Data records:
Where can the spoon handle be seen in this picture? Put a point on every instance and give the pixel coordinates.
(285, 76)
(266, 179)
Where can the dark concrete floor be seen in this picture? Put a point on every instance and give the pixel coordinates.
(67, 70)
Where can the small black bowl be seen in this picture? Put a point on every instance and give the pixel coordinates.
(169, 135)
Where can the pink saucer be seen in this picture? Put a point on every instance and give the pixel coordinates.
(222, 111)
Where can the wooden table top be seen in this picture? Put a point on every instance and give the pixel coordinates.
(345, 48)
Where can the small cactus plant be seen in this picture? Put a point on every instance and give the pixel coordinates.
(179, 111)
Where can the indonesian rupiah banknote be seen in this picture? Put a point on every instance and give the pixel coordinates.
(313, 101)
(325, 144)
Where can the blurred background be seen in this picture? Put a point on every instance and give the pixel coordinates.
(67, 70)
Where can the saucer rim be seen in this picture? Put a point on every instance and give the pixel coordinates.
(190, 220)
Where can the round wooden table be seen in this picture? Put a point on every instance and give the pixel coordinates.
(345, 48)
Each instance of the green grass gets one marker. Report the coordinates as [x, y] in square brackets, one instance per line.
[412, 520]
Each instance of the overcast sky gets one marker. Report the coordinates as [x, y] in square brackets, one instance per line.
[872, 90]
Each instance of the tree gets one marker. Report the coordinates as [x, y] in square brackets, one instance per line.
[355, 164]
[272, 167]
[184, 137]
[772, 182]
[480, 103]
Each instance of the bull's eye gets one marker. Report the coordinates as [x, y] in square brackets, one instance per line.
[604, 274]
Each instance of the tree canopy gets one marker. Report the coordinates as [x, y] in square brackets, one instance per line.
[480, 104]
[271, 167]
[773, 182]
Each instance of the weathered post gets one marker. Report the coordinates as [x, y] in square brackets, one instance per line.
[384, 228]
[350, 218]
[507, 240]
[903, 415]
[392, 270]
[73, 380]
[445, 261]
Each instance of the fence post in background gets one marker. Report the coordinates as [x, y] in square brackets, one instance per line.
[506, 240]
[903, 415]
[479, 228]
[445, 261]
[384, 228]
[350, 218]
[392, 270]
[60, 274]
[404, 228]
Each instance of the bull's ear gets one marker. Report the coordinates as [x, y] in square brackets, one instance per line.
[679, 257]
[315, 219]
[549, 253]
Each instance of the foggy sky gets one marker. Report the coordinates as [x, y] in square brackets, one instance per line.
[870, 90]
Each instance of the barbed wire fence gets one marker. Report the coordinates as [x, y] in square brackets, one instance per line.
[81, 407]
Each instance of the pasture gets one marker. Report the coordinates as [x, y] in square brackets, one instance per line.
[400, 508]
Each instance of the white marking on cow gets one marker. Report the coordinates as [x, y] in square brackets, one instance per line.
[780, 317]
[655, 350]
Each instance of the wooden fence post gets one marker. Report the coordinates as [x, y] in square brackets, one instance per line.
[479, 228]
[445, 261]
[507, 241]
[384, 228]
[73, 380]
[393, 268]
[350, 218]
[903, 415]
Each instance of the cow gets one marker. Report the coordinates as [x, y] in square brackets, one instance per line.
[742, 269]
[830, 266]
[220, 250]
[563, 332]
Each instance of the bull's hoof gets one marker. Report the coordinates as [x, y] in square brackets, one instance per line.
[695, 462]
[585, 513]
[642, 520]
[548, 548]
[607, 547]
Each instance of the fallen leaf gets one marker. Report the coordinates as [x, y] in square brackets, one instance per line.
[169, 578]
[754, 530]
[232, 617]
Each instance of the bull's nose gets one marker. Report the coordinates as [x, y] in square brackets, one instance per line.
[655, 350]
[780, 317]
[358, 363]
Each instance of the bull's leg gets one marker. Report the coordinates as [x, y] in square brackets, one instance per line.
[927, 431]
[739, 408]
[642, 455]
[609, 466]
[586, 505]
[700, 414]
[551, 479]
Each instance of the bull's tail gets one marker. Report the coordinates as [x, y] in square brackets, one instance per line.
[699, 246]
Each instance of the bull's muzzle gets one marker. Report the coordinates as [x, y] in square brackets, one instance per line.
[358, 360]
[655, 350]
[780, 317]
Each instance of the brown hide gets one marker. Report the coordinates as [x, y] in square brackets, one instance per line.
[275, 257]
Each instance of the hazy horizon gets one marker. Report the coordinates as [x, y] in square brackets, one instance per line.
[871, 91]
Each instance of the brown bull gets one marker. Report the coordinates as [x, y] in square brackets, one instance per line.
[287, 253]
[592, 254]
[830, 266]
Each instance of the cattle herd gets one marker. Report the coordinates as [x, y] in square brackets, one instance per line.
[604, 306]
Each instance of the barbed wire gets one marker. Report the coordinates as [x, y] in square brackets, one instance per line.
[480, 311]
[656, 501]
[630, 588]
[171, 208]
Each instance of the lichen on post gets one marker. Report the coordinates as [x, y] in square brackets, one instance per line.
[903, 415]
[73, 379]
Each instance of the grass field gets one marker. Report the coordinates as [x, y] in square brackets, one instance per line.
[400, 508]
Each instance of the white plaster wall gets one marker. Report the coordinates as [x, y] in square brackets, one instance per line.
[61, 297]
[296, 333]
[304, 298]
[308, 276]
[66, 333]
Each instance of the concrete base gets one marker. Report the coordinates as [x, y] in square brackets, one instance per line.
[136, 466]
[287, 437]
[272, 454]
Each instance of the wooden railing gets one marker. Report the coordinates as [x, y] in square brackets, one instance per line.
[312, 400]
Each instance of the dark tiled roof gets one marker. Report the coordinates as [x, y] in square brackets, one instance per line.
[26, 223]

▶ [Objective] Edit the material from the line with "Each instance of the dark" through its end by swapping "dark tiled roof" for "gray slate roof", leaving all other wording as it is.

▶ [Written solution]
Each instance of the gray slate roof gets one marker. Report the coordinates as [x, y] in square brackets, one instance per line.
[26, 223]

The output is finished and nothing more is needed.